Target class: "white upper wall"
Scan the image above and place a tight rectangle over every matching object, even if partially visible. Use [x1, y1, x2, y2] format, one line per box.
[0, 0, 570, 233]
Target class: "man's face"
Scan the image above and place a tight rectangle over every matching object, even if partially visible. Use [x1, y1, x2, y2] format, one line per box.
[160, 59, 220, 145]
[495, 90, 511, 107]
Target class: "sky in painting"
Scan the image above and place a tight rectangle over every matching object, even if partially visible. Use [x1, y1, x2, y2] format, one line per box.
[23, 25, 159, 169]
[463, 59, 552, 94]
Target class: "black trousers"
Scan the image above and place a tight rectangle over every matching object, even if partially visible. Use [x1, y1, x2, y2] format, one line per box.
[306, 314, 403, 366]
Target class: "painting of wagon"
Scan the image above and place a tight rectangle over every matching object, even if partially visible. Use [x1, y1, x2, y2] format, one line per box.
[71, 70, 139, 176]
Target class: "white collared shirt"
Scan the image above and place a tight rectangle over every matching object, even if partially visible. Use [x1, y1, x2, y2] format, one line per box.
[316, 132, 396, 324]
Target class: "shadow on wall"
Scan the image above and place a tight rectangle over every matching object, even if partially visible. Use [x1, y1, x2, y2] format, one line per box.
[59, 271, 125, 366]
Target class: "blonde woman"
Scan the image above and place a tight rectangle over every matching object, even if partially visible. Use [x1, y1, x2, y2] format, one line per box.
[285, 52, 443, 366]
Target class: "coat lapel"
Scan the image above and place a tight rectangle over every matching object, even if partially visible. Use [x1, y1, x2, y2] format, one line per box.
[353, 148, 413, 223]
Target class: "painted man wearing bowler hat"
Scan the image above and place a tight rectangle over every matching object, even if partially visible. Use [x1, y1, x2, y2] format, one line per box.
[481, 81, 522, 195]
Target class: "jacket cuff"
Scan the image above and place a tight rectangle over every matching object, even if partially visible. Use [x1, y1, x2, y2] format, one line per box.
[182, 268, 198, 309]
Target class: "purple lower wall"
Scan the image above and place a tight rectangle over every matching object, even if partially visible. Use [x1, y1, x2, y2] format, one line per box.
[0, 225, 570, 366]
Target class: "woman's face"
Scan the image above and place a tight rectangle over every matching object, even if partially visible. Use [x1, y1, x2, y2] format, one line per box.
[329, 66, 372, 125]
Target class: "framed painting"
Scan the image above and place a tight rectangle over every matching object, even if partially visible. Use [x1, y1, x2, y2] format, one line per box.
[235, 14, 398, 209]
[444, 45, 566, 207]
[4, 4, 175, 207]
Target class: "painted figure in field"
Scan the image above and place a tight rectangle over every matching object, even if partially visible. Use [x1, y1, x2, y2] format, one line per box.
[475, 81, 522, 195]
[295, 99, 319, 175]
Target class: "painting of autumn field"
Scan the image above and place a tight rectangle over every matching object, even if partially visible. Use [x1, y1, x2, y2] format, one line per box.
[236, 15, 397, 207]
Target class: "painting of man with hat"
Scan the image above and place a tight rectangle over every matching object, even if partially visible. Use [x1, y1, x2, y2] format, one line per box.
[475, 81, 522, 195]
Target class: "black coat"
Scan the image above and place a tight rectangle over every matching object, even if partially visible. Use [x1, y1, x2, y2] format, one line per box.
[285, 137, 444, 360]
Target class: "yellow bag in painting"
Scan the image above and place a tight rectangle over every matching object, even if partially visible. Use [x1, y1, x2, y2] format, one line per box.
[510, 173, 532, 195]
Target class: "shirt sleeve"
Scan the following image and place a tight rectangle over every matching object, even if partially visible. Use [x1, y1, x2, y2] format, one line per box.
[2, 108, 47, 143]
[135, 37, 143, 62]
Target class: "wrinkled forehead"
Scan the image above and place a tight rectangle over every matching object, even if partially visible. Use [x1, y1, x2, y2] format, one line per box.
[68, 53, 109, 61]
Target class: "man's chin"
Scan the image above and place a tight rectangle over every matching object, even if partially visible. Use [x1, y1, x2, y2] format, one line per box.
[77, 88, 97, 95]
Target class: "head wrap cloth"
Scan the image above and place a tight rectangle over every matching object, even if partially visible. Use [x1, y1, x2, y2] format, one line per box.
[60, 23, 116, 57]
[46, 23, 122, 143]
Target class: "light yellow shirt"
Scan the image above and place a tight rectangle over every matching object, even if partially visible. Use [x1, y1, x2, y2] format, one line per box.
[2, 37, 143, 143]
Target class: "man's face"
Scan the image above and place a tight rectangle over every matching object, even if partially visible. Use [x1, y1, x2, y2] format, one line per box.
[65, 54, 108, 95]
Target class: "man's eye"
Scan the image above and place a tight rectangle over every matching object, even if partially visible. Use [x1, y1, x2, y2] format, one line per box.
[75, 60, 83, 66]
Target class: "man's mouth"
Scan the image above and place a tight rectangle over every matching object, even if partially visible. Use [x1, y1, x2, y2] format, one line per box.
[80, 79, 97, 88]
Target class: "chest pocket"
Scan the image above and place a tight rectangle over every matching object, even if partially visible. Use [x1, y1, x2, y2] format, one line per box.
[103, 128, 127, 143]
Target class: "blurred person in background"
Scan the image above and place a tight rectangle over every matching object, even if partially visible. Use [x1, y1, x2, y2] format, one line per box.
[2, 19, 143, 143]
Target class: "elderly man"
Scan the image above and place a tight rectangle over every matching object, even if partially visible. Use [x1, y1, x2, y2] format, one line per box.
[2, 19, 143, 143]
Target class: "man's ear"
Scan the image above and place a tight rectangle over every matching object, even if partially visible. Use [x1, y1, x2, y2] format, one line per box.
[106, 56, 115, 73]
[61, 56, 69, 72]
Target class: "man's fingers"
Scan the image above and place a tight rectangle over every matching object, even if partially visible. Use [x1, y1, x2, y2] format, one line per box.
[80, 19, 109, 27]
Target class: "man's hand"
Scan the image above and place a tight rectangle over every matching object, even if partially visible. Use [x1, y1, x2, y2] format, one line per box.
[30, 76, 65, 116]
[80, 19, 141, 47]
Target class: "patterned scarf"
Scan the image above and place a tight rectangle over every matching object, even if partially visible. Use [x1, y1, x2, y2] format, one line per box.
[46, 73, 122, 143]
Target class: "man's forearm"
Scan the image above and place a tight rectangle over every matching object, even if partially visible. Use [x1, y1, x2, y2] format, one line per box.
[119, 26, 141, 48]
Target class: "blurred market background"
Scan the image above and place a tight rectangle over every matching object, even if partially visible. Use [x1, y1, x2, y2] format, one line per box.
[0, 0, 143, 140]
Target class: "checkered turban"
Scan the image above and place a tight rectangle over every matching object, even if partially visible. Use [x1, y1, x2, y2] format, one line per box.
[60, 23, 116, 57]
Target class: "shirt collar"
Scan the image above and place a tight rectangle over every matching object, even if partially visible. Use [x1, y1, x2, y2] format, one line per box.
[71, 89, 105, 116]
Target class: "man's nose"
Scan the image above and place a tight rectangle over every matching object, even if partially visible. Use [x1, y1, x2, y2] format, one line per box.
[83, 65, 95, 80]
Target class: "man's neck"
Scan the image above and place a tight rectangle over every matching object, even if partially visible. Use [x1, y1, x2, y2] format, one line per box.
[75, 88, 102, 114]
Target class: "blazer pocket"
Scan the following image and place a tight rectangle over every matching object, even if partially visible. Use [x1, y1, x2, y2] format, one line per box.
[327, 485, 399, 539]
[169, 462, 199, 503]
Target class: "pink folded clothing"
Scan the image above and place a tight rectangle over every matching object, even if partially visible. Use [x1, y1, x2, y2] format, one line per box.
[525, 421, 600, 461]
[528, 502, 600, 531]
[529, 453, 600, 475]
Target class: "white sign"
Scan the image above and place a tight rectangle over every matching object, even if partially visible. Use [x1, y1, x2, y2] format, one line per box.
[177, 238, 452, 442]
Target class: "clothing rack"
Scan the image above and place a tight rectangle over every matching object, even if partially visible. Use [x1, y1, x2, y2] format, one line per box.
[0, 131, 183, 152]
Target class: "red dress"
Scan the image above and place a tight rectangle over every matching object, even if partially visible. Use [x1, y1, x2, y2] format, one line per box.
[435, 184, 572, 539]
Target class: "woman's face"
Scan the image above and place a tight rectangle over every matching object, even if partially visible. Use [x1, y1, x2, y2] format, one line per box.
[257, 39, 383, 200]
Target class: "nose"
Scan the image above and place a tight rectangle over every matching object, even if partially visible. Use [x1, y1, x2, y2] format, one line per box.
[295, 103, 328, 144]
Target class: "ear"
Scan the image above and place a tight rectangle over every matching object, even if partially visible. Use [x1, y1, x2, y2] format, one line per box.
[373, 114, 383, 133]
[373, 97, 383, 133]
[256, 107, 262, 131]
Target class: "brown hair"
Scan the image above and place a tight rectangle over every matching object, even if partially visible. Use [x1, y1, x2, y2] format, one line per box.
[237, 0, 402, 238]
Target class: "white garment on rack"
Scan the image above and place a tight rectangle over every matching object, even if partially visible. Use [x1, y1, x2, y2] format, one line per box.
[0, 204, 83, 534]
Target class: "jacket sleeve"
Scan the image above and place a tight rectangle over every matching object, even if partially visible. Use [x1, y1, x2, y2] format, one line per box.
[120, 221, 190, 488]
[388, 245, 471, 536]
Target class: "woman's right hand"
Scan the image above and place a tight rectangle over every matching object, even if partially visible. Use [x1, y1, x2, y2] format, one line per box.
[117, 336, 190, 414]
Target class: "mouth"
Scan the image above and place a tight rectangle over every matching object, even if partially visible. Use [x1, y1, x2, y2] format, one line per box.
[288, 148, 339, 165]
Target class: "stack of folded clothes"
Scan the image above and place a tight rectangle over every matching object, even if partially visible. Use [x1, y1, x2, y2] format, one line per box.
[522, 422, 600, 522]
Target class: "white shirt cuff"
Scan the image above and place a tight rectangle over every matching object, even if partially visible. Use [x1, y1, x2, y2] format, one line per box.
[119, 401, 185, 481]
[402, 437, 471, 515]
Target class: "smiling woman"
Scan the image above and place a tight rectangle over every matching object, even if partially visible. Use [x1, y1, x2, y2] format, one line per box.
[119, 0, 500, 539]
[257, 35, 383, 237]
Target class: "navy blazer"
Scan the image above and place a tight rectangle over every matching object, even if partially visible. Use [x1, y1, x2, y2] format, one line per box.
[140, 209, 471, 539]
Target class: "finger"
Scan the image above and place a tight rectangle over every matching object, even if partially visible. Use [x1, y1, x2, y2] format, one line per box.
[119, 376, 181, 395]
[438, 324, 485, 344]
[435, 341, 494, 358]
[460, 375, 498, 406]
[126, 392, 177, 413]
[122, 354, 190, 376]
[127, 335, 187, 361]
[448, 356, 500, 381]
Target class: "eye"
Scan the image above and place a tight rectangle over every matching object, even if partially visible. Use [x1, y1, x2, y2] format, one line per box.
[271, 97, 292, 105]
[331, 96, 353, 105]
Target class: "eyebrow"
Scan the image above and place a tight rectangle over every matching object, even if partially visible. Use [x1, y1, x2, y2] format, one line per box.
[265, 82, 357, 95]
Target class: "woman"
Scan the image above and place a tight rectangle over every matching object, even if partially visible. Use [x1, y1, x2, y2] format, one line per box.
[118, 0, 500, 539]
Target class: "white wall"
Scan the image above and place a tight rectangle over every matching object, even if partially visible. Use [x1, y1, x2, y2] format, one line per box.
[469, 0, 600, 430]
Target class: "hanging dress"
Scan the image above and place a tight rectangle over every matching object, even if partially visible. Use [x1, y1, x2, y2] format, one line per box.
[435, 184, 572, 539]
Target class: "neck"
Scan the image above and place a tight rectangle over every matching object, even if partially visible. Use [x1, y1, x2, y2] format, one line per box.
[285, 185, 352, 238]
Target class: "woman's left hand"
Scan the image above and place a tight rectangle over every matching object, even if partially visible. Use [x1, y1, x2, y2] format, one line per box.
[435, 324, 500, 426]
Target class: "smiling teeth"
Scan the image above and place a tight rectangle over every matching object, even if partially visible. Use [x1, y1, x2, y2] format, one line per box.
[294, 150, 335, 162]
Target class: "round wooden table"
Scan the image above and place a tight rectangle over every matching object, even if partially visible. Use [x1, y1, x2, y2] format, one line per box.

****************************************

__Prompt__. Copy the lines word for word, from the first line of the records up to and including the line that contains "[463, 59, 552, 94]".

__Response to the exercise__.
Target class: "white upper wall"
Scan the image above and place a tight rectangle over every matching object, even if partially visible. Use [x1, y1, x2, y2] format, one line per box.
[0, 0, 570, 233]
Target class: "man's face"
Scan the image above and place a tight rectangle over every matching object, even if partially visible. Use [x1, y1, x2, y2] format, one line per box.
[160, 59, 220, 145]
[495, 90, 511, 107]
Target class: "sky in painting"
Scan the image above and place a tight rectangle over every matching object, even if partially visible. Use [x1, y1, x2, y2] format, one line per box.
[23, 25, 159, 169]
[463, 59, 552, 94]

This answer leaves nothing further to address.